[Dataset entries]
☆ ☆ ☆
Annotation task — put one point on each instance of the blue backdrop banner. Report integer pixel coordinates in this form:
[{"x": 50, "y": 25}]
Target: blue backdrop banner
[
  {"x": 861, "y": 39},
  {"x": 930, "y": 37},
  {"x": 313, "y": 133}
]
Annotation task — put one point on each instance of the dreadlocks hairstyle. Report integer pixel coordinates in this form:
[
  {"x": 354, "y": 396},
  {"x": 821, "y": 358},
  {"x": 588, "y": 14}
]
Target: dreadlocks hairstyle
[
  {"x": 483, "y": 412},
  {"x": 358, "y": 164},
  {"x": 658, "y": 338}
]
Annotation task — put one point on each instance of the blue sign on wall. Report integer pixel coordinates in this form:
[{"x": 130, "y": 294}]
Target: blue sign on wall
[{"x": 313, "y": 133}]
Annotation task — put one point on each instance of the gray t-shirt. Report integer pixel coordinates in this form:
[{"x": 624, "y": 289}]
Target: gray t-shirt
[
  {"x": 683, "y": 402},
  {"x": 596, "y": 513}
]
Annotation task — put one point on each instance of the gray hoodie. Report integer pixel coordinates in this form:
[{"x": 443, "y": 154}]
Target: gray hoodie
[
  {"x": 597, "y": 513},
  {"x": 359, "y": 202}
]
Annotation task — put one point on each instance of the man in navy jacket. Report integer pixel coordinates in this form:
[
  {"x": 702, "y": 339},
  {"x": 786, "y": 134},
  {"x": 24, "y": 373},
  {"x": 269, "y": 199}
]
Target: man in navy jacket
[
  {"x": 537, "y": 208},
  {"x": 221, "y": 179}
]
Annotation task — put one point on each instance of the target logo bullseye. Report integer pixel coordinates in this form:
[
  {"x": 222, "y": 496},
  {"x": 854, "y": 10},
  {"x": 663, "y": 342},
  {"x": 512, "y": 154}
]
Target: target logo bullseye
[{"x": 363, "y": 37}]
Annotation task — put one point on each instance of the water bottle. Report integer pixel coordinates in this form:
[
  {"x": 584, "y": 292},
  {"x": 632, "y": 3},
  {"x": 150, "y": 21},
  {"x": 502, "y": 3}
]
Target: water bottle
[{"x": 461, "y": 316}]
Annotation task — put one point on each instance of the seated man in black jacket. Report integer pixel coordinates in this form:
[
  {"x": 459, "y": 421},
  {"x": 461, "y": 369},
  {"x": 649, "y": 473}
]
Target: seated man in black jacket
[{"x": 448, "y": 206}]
☆ ☆ ☆
▸ What you should do:
From the line that contains "the gray t-shirt." through the end of the records above, print every line exactly and nothing else.

▸ Solution for this problem:
Annotation task — put one point on each instance of the gray t-shirt. Report integer pixel coordinates in this form:
[{"x": 624, "y": 289}]
Target: gray t-shirt
[
  {"x": 683, "y": 402},
  {"x": 596, "y": 513}
]
Annotation task — put one point on each instance of the gray hoodie. Report integer pixel coordinates in this form:
[{"x": 443, "y": 154}]
Target: gray hoodie
[
  {"x": 597, "y": 513},
  {"x": 359, "y": 202}
]
Annotation task — put one point on each instance of the man in navy jacket. Report integer pixel coordinates in this form:
[
  {"x": 702, "y": 339},
  {"x": 786, "y": 134},
  {"x": 24, "y": 373},
  {"x": 269, "y": 199}
]
Target: man in navy jacket
[
  {"x": 537, "y": 208},
  {"x": 221, "y": 179}
]
Annotation task — put one point on each instance of the target logo bullseye. Report integer pixel coordinates in this form:
[
  {"x": 222, "y": 496},
  {"x": 854, "y": 10},
  {"x": 663, "y": 342},
  {"x": 512, "y": 154}
]
Target: target logo bullseye
[{"x": 363, "y": 37}]
Annotation task — put one point on each instance of the water bottle. Report integer pixel coordinates in this form:
[
  {"x": 584, "y": 292},
  {"x": 632, "y": 3},
  {"x": 150, "y": 21},
  {"x": 502, "y": 3}
]
Target: water bottle
[{"x": 461, "y": 316}]
Annotation task — put one point on each instance of the seated man in black jacket. Report integer pixel coordinates in this form:
[
  {"x": 459, "y": 421},
  {"x": 461, "y": 369},
  {"x": 649, "y": 473}
]
Target: seated man in black jacket
[{"x": 448, "y": 206}]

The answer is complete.